Extrait du document
========================================================================

L’Europe et l’Amérique : chronique de 70 ans de guerre économique entre deux rivaux

Domestication militaire, économique et culturelle de l’Europe

« Une attitude brutale », tels sont les mots de Jean-Yves le Drian, ministre de la Défense française, depuis que Canberra a fait savoir à Paris qu’elle annulait un contrat d’achat de douze sous-marins d’un montant d’environ 56 milliards d’euros.  Cela, au profit d’un nouvel accord passé avec Londres et Washington. Ce qui semble apparaître, pour la France, comme une trahison de la part d’un « allié » n’est, toutefois, que la continuation d’un travail de destruction du Vieux Continent, devenu effectif depuis l’opération Overlord du 6 juin 1944, soit lorsque les troupes américaines ont débarqués sur les côtes normandes, pour « libérer » l’Europe du joug hitlérien.

Actuellement, on s’interroge quant aux grands affrontements que recèle en puissance le XXIème siècle. Soit une guerre entre un Occident dit Chrétien et un Orient dit Musulmans.  Ou encore, un retour de la Guerre Froide entre le monde libre de la démocratie d’opinion et de marché reposant sur l’économie de marché mixte, et la vieille Russie belliqueuse, économiquement archaïque de Vladimir Poutine. Puis, finalement, une guerre militaro-commerciale entre les Etats-Unis d’Amérique et la République populaire chinoise de Xi Jingping, reposant sur un capitalisme de connivence, vivant en apparence une forte croissance économique et déterminée à rivaliser avec les Etats-Unis pour occuper une place hégémonique dans le champ des relations internationales, en répandant son influence dans la région du Pacifique et sur le continent Africain.Que d’histoires…

Il n’en est rien. Le XXIème siècle n’est que la continuation logique de la concurrence capitalistique qui se joue entre la classe capitaliste américaine et la classe capitaliste européenne. Celle-ci a tourné à l’avantage des Américains depuis le débarquement de Normandie du 6 juin 1944, que le Général de Gaulle refusait de commémorer. Cela, car comprenant immédiatement que l’hégémonie continentale allemande sur le Vieux Continent allait ce jour-là être remplacée par une domination, cette fois-ci américaine. « Vous voudriez que j’aille commémorer leur débarquement, alors qu’il était le prélude à une seconde occupation du pays ? Non, non, ne comptez pas sur moi ! Je veux bien que les choses se passent gracieusement, mais ma place n’est pas là ! [1]» disait-il.

========================================================================

Entrées de données
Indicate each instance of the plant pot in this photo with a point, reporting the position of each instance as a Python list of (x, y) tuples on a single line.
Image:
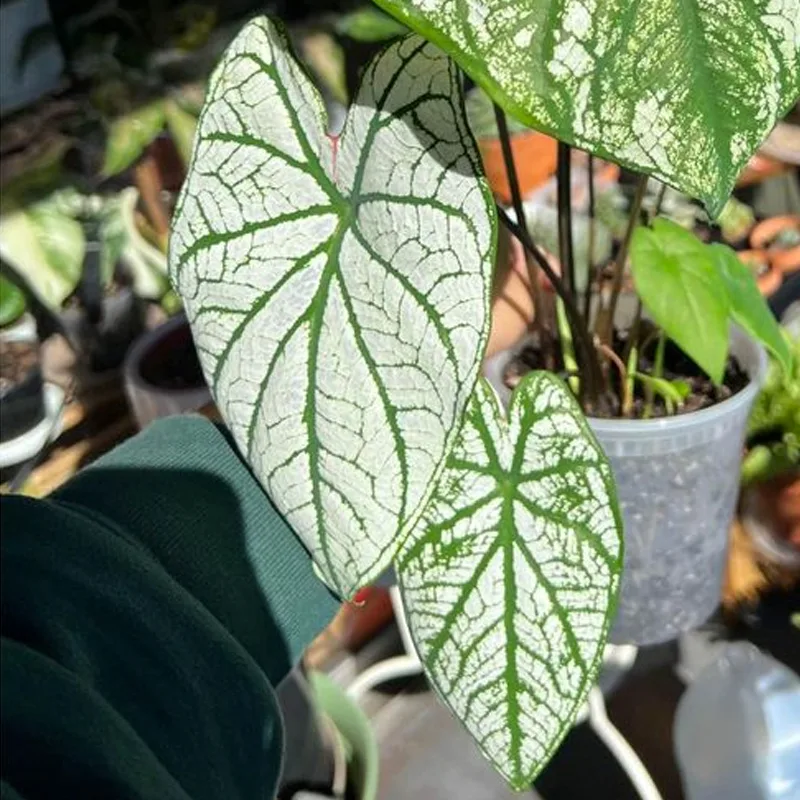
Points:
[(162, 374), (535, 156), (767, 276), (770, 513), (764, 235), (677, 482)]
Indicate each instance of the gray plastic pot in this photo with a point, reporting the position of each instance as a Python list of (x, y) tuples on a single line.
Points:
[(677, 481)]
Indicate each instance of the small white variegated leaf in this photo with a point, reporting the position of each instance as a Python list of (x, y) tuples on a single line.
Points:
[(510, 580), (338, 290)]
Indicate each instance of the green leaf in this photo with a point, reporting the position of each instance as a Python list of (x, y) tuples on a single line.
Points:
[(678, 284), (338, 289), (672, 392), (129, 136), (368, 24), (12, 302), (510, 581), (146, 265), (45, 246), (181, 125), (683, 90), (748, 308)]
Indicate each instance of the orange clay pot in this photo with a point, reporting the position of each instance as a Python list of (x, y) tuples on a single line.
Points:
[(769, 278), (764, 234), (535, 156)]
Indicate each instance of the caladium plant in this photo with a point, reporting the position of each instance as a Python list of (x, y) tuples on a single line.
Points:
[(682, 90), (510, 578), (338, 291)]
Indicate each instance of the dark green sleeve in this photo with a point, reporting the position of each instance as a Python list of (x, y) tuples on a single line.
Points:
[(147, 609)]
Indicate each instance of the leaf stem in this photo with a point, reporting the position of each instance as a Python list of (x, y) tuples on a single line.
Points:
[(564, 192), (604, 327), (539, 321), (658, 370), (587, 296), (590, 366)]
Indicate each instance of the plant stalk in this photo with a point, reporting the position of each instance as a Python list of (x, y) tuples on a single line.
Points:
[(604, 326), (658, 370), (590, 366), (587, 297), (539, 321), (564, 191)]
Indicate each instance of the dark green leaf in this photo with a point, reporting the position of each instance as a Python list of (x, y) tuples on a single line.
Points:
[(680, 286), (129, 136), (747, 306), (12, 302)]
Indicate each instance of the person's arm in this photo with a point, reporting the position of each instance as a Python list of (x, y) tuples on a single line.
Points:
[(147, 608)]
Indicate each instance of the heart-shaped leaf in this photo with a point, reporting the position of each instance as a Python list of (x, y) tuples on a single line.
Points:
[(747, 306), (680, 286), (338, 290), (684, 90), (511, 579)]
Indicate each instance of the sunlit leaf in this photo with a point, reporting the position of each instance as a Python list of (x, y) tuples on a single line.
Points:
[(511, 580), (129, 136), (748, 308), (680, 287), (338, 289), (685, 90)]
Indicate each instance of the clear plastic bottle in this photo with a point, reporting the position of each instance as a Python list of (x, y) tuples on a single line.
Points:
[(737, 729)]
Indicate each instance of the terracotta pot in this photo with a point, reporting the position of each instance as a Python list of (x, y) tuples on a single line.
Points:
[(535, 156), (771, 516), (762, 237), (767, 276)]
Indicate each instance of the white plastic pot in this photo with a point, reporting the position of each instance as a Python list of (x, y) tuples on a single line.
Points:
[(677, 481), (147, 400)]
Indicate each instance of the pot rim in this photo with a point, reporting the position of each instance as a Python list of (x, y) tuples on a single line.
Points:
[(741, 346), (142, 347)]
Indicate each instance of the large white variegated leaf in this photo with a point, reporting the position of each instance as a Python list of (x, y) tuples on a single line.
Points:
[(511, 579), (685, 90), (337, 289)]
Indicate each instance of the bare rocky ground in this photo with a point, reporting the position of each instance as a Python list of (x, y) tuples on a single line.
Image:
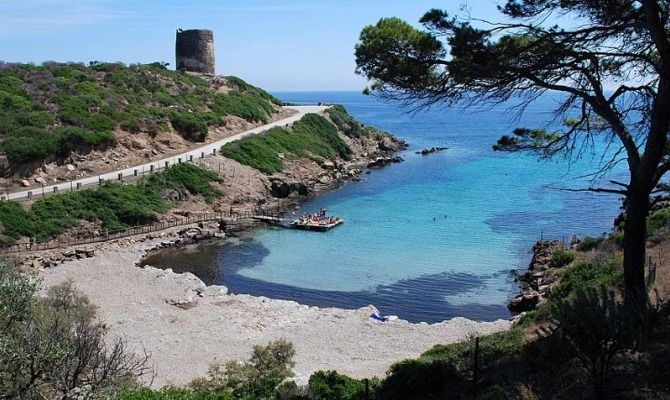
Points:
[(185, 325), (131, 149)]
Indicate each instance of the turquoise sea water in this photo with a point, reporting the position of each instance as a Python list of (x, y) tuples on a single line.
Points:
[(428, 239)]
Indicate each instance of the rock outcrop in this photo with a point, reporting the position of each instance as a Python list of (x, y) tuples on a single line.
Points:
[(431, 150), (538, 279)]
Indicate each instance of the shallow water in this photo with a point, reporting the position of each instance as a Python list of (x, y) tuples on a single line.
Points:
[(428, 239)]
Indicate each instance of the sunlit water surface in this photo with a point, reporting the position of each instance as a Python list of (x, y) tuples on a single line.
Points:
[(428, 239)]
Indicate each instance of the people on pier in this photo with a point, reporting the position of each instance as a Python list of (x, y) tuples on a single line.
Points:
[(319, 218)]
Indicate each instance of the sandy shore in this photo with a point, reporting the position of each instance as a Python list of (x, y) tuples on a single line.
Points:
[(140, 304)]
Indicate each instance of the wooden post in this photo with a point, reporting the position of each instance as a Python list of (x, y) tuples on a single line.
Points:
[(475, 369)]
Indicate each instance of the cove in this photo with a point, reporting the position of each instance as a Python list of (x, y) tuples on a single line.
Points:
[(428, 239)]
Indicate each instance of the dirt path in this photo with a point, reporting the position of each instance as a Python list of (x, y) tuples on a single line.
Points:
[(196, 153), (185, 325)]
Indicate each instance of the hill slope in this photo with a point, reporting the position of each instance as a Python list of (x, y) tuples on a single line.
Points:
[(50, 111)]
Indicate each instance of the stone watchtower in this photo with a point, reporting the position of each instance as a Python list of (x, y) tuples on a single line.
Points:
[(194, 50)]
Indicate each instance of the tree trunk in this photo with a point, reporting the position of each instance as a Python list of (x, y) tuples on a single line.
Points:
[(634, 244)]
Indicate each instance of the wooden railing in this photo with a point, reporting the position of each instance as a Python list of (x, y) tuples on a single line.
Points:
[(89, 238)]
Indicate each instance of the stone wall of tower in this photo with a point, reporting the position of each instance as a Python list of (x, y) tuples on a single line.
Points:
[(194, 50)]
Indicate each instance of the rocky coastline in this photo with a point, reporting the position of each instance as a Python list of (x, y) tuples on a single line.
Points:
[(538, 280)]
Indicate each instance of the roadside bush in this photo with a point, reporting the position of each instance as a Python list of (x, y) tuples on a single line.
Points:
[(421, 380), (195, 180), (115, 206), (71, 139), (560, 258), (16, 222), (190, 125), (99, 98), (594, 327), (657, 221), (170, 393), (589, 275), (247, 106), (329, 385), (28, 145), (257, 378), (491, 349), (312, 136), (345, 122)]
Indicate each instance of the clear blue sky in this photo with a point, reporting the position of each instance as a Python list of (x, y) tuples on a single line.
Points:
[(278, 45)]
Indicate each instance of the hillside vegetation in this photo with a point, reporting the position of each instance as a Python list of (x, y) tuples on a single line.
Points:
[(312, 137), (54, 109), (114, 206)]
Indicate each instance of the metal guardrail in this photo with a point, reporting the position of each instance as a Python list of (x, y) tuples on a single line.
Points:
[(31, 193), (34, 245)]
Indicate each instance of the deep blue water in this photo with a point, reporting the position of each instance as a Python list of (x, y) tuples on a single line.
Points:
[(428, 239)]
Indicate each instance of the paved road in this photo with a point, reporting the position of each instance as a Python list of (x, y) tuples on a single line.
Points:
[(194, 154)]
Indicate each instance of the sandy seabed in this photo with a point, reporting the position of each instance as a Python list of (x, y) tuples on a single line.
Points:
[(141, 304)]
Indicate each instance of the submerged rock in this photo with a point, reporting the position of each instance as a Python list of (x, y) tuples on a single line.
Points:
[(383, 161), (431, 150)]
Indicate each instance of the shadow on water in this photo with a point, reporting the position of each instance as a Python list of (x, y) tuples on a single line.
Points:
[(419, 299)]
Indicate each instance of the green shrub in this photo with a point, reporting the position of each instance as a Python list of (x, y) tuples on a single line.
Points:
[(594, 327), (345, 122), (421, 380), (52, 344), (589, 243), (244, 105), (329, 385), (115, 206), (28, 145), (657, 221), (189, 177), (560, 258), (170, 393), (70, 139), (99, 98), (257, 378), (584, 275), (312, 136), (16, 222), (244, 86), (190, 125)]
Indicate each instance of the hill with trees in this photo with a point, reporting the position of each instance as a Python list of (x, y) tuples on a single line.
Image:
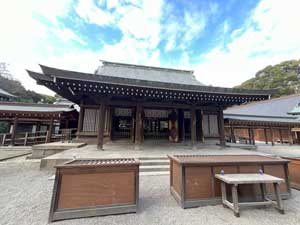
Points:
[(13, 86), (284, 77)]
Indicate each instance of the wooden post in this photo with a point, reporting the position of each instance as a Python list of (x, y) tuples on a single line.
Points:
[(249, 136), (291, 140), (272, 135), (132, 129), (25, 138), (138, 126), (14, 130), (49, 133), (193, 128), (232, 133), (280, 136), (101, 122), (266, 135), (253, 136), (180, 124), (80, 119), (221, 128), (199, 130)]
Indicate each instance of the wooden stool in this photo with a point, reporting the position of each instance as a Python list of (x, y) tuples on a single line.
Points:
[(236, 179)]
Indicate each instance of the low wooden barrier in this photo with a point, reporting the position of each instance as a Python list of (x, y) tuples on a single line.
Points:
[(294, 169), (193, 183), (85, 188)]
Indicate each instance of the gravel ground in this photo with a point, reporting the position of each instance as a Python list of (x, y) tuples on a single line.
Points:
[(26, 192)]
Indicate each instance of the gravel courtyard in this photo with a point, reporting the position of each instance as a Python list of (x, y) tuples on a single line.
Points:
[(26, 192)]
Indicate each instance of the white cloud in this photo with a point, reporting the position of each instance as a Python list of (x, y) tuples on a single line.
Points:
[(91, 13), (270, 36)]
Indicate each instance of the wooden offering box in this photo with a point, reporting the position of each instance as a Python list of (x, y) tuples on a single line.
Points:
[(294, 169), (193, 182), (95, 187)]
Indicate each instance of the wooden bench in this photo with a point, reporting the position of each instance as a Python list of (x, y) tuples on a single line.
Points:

========================================================================

Énoncé de la tâche
Dans l’article sur les 70 ans de guerre économique entre l’Europe et l’Amérique, veuillez remplacer « Canberra » par « l’Australie » dans le passage qui va de « Domestication militaire, économique » jusqu’à « du joug hitlérien. » inclus. Recopiez ensuite ce passage ainsi modifié.

Voici la solution
Domestication militaire, économique et culturelle de l’Europe

« Une attitude brutale », tels sont les mots de Jean-Yves le Drian, ministre de la Défense française, depuis que l’Australie a fait savoir à Paris qu’elle annulait un contrat d’achat de douze sous-marins d’un montant d’environ 56 milliards d’euros.  Cela, au profit d’un nouvel accord passé avec Londres et Washington. Ce qui semble apparaître, pour la France, comme une trahison de la part d’un « allié » n’est, toutefois, que la continuation d’un travail de destruction du Vieux Continent, devenu effectif depuis l’opération Overlord du 6 juin 1944, soit lorsque les troupes américaines ont débarqués sur les côtes normandes, pour « libérer » l’Europe du joug hitlérien.